▸ **DO THIS**:
Turn every line of the listing below into a numbered list, leaving out the blank lines.
─── SOURCE DATA ───
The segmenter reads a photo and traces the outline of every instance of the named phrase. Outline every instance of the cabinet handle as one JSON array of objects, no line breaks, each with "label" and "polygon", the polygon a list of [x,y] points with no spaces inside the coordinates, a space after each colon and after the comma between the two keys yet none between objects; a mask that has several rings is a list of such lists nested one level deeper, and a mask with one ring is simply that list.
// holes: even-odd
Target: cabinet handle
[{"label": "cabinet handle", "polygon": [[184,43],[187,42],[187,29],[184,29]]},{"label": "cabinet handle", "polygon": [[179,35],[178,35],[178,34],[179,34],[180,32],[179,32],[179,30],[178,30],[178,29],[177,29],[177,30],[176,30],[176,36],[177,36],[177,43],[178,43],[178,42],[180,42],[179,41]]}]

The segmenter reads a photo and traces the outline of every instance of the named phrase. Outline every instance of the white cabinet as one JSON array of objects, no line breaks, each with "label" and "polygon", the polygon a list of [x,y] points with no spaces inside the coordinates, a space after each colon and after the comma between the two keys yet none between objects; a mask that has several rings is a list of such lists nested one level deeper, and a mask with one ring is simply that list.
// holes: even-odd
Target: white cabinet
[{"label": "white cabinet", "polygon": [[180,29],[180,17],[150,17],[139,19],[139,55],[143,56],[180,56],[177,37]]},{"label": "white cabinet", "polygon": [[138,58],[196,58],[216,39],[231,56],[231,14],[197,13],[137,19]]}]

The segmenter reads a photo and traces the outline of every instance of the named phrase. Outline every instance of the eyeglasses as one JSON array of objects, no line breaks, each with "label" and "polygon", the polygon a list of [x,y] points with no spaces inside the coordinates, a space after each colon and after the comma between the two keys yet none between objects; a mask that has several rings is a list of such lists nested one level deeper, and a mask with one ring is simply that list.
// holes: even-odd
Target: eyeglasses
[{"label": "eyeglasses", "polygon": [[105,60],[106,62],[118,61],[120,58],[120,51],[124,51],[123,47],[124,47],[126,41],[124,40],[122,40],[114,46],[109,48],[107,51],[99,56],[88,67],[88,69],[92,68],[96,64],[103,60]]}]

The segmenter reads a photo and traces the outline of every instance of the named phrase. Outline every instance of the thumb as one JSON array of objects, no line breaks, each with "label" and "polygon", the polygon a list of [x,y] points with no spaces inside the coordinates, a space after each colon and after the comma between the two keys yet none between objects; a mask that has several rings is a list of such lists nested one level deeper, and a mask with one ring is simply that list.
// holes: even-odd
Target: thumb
───
▸ **THE SOLUTION**:
1. The segmenter reads a photo and traces the outline of every instance of the named phrase. Outline every instance of the cabinet handle as one JSON array of objects, no line breaks, each with "label" and "polygon", the polygon a list of [x,y] points with no spaces inside the coordinates, a space after each colon and after the comma between the two keys yet none between objects; a mask that has several rings is a list of such lists nested one level deeper, and a mask with one ring is simply that list.
2. // holes: even-odd
3. Target: cabinet handle
4. [{"label": "cabinet handle", "polygon": [[184,43],[187,42],[187,29],[184,29]]},{"label": "cabinet handle", "polygon": [[179,35],[178,35],[178,34],[179,34],[180,32],[179,32],[179,30],[178,30],[178,29],[177,29],[177,30],[176,30],[176,36],[177,36],[177,43],[178,43],[178,42],[180,42],[179,41]]}]
5. The segmenter reads a photo and traces the outline of every instance of the named phrase. Outline every instance of the white cabinet as one JSON array of objects, no line breaks, each with "label" and "polygon", the polygon a list of [x,y] points with no spaces inside the coordinates, a space after each colon and after the comma between the two keys yet none between objects; a mask that has several rings is a list of such lists nested one level deeper, and a mask with one ring is simply that list.
6. // holes: even-odd
7. Target: white cabinet
8. [{"label": "white cabinet", "polygon": [[180,29],[180,17],[150,17],[139,19],[139,55],[143,56],[180,56],[177,37]]},{"label": "white cabinet", "polygon": [[138,58],[196,58],[216,39],[231,56],[231,14],[197,13],[137,19]]}]
9. The segmenter reads a photo and traces the outline of every instance of the named phrase. Outline every instance of the eyeglasses as one JSON array of objects, no line breaks, each with "label" and "polygon", the polygon a list of [x,y] points with no spaces inside the coordinates, a space after each colon and after the comma between the two keys yet none between objects; a mask that has several rings is a list of such lists nested one level deeper, and a mask with one ring is simply that list.
10. // holes: even-odd
11. Target: eyeglasses
12. [{"label": "eyeglasses", "polygon": [[105,60],[106,62],[118,61],[120,58],[120,51],[124,51],[123,47],[124,47],[126,41],[124,40],[122,40],[114,46],[109,48],[107,51],[99,56],[88,67],[88,69],[92,68],[96,64],[103,60]]}]
13. The segmenter reads a photo and traces the outline of every instance of the named phrase. Outline every instance of the thumb as one JSON array of objects, no line breaks, each with "label" and "polygon", the polygon a list of [x,y] points with no spaces inside the coordinates, a space after each colon and after the comma between the two keys yet none between objects; a mask that has several rings is a list of such lists nested one level deeper, and a mask with one ring is simply that list.
14. // holes: even-odd
15. Target: thumb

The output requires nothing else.